> **WORK TO BE COMPLETED**
For each statement (a), (b), and (c), decide whether the passage below on Edinburgh's anti-poverty project cohort agrees with it, answering yes or no and quoting the deciding words of the passage. (a) Material poverty is tackled through housing justice, food systems, and energy access. (b) Sikh Sanjog and Networking Key Services are rooted in East African communities. (c) The cohort is made up of 12 projects.

> **GIVEN PASSAGE**
--

Working across the dimensions of poverty
What makes this cohort distinctive is not just what each project does, but how they overlap, and how they will connect and strengthen one another over time:
Financial poverty is addressed through employment pathways, income generation, and community wealth-building.
Material poverty is tackled through housing justice, food systems, and energy access.
Opportunity poverty is reduced through education, skills, and access to creative and civic spaces.
Social poverty —stigma, isolation, exclusion — is challenged through community-rooted, culturally competent work.
Structural poverty is confronted head-on through racial justice, advocacy, and policy influence.
Economic Agency and Creative Power
Projects like Be United and the Scottish BPOC Writers Network focus on employability in the creative industries—sectors where access, representation, and income are deeply unequal. By building pathways for Black and People of Colour creatives to tell their own stories, they address financial poverty through a lens of agency, letting Black and People of Colour people pursue career pathways they want to, meanwhile expanding cultural power and opportunity.
Community-Led Change in South Asian Communities
Sikh Sanjog and Networking Key Services are rooted in South Asian communities, working slowly and relationally to dismantle stigma around poverty while shifting employer practices toward genuine inclusion. Their work spans social, structural, and financial poverty—challenging both lived experience and systemic barriers.
Regenerative Community Power
Migrant Justice Edinburgh, the Sudanese Community in Edinburgh (in partnership with Edinburgh Science Foundation), and Porty Community Energy are equipping communities facing financial hardship with tools to organise, advocate, and build community wealth. Their work integrates climate action, education, and justice—demonstrating how local solutions can address global challenges.
Housing Justice and Rights
Living Rent Edinburgh and the Cables Wynd House Residents Group (with Making Rights Real) are empowering social housing tenants through advocacy, rights education, and collective organising. They tackle material poverty—housing quality, affordability, fuel poverty—while strengthening civic power and holding power to account.
Food, Land, and Climate Resilience
Lauriston Farm Collective, and Transition Edinburgh South & Edinburgh Community Food are reimagining local food and medicine systems. Through co-design, education, and distribution, and direct land access, they address material poverty while restoring ecosystems and influencing policy and shifting the way we approach public health.
Learning, accountability, and citywide impact
The RFF cohort is not just funded—it is held within a shared learning ecosystem. Through collective reflection, live monitoring and evaluation for action and improvement, and ongoing collaboration, organisations will track not only their individual impact but their combined effect across Edinburgh. This emphasis on “trickle-across” impact recognises that systems change is not linear. It emerges through relationships, shared insights, and the diffusion of new practices across sectors and communities.
This cohort marks the beginning of a long-term, citywide commitment to building a more just, regenerative, and connected Edinburgh. The work of these 11 projects cannot happen in isolation. Its growth and sustainability will depend on the continued support, solidarity, and compassion of people, organisations, and institutions across the city and beyond. We hope others will follow their work closely, engage with openness and care, and become part of the wider movement for systems change that is taking root across Edinburgh—because ending poverty is not the responsibility of communities alone, but a shared collective endeavour.

--

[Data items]

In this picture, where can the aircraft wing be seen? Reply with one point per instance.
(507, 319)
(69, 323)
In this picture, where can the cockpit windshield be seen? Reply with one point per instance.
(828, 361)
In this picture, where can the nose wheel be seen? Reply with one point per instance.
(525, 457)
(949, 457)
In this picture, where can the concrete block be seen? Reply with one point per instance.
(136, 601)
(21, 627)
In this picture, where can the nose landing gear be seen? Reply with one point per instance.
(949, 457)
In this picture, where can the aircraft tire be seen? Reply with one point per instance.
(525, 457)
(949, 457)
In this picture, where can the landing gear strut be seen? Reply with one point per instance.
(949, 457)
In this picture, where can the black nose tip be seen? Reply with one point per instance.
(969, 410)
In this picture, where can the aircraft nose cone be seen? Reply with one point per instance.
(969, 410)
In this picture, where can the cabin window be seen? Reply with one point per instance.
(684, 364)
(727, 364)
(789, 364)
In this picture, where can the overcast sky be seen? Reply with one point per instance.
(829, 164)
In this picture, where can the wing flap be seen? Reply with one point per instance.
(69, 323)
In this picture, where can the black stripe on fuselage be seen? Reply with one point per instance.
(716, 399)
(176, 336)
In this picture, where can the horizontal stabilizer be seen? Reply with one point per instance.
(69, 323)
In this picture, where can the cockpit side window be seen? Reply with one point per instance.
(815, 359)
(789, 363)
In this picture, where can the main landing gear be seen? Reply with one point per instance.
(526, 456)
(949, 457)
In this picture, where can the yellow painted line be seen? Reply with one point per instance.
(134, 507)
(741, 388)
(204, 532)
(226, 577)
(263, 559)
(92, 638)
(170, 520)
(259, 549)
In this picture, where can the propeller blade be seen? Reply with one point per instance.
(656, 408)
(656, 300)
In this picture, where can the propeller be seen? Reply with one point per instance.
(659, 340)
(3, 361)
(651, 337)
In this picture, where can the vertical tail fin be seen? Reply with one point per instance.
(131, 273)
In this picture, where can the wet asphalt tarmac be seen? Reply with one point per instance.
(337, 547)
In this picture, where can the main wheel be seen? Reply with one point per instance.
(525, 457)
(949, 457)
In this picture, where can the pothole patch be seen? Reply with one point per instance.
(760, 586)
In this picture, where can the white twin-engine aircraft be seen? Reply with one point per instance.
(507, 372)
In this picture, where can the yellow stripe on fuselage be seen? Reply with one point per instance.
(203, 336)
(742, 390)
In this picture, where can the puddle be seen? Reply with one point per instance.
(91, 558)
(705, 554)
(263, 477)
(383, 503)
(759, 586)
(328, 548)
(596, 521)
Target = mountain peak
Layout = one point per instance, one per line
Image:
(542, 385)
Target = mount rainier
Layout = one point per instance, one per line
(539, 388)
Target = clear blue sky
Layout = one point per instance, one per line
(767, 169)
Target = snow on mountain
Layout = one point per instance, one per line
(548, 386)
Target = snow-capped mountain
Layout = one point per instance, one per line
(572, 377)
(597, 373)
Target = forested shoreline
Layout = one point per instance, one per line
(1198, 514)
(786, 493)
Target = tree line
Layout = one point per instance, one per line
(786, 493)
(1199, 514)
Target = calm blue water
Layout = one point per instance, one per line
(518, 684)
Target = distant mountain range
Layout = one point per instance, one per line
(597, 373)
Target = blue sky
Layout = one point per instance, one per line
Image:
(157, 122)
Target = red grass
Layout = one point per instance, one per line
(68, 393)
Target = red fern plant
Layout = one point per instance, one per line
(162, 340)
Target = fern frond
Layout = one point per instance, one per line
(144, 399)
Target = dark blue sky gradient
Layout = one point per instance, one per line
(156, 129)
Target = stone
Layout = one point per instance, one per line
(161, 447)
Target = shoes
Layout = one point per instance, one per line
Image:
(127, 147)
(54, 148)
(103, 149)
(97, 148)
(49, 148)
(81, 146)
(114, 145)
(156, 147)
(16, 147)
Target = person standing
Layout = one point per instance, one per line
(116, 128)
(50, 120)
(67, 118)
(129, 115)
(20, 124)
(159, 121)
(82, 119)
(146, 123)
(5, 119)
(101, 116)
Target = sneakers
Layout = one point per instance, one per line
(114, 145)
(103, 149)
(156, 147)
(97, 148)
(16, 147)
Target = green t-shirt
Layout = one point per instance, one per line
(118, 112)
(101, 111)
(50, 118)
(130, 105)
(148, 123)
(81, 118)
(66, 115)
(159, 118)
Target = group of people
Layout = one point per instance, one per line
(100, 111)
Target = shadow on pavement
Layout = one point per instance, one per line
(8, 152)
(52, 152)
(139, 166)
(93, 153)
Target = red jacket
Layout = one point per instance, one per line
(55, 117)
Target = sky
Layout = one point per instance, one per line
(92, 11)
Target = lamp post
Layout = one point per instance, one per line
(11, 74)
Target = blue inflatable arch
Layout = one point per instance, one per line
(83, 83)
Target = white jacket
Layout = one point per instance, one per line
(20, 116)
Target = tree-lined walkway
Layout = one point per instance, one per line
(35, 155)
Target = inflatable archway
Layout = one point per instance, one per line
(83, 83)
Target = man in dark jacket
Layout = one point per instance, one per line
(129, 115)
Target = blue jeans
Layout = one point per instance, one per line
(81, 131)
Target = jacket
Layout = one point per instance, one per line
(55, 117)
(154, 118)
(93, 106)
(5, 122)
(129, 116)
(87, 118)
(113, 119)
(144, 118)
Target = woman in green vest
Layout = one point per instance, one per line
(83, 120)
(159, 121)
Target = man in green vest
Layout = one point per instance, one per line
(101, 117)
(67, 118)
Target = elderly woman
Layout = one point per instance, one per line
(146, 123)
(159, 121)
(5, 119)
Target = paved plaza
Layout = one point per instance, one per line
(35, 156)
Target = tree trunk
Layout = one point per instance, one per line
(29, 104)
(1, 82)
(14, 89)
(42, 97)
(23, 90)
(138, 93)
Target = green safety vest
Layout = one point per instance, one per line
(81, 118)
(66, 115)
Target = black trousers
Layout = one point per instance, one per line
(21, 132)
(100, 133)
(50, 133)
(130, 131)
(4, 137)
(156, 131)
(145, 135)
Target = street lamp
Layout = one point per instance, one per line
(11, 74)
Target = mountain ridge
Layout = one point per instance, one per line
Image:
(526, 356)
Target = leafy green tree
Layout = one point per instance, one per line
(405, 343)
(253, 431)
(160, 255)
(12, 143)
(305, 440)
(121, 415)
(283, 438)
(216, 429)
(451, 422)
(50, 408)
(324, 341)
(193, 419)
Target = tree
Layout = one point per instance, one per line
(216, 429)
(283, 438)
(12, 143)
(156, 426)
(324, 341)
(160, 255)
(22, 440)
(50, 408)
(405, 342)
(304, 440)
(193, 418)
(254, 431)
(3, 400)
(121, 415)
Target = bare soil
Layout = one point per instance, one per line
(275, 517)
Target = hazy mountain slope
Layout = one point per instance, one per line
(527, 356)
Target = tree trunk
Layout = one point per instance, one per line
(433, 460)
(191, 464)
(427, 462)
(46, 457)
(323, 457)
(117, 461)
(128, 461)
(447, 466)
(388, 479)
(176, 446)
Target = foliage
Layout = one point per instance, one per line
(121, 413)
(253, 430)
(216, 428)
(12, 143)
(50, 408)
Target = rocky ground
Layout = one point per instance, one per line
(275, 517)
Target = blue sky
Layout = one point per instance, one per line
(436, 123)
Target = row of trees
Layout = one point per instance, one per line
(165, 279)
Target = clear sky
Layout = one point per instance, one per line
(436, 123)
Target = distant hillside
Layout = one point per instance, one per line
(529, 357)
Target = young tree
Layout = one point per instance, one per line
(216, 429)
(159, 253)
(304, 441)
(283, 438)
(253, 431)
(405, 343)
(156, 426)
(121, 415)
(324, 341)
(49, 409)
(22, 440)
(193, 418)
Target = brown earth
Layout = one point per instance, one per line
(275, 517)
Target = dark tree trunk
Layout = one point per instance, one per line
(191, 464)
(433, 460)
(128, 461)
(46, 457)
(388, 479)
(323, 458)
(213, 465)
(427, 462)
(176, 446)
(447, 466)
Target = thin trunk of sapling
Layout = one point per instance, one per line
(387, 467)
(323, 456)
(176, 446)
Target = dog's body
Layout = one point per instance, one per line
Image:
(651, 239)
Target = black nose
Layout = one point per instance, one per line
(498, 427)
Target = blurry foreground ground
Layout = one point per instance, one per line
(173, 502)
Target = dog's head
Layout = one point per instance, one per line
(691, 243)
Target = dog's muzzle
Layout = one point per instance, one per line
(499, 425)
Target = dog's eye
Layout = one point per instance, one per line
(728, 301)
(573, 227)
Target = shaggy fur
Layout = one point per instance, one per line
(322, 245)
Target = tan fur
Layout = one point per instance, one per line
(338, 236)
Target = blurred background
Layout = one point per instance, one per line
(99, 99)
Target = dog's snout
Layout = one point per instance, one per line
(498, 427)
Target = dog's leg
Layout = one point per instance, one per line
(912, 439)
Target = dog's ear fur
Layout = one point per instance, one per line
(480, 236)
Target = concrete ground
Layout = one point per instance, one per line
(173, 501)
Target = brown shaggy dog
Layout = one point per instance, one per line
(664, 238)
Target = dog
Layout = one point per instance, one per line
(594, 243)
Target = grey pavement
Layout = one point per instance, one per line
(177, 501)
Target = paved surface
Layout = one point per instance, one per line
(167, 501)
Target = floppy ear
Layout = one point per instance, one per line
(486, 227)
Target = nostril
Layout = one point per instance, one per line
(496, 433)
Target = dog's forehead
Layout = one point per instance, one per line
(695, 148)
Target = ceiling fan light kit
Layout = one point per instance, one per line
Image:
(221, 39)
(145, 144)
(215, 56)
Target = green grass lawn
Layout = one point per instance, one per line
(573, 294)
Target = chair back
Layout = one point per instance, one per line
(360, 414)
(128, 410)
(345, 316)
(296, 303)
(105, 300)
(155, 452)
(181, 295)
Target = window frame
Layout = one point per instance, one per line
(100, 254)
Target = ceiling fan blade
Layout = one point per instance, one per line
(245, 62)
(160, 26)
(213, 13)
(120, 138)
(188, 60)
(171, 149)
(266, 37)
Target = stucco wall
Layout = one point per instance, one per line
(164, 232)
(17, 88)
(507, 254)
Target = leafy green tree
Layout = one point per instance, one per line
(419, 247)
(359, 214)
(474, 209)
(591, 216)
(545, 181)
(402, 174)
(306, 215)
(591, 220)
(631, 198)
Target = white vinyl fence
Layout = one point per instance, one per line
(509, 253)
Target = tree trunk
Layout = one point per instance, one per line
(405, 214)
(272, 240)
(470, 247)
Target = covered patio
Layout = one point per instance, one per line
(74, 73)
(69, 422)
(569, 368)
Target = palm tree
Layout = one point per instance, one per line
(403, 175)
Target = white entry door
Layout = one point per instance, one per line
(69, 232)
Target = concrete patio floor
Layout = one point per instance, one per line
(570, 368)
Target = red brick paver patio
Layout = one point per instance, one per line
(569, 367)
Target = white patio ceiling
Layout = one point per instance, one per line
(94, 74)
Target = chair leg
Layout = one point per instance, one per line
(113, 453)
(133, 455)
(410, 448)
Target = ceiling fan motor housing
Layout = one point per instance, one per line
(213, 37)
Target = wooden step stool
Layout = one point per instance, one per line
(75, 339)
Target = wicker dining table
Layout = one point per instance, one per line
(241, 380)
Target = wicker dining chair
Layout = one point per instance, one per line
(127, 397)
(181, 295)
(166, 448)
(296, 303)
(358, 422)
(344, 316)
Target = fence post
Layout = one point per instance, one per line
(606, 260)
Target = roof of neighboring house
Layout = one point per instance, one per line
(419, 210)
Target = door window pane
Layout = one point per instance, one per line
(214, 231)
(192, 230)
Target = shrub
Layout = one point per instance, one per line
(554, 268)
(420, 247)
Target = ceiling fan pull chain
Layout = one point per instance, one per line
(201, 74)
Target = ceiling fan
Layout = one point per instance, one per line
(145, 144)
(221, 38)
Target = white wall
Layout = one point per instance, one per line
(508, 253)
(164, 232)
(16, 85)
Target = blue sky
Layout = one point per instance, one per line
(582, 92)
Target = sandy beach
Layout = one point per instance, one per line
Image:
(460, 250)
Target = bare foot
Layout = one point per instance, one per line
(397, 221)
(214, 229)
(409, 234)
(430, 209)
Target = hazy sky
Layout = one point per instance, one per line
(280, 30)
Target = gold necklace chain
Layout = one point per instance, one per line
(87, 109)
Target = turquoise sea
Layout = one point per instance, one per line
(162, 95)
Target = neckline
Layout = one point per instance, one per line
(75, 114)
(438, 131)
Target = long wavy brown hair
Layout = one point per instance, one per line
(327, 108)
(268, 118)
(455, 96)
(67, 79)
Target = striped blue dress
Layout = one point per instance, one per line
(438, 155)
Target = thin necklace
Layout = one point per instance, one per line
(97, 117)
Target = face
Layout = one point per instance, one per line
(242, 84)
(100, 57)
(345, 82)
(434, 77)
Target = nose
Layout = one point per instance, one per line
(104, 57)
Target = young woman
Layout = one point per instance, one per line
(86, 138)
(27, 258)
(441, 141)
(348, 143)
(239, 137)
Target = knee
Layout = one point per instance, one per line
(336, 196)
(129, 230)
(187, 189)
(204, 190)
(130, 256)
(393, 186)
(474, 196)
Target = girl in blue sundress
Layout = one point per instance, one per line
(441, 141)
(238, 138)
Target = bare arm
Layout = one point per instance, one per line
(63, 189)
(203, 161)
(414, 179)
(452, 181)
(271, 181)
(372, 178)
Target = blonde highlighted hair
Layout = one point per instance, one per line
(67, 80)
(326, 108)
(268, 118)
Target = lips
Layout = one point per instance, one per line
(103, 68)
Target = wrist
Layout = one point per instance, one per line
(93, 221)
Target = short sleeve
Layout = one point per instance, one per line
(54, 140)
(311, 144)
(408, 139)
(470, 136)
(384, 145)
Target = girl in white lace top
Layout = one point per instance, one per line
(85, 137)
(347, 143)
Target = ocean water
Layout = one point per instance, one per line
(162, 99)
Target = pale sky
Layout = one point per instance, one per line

--

> **SOLUTION TO THE PROBLEM**
(a) Yes: "Material poverty is tackled through housing justice, food systems, and energy access."
(b) No: "Sikh Sanjog and Networking Key Services are rooted in South Asian communities"
(c) No: "The work of these 11 projects cannot happen in isolation."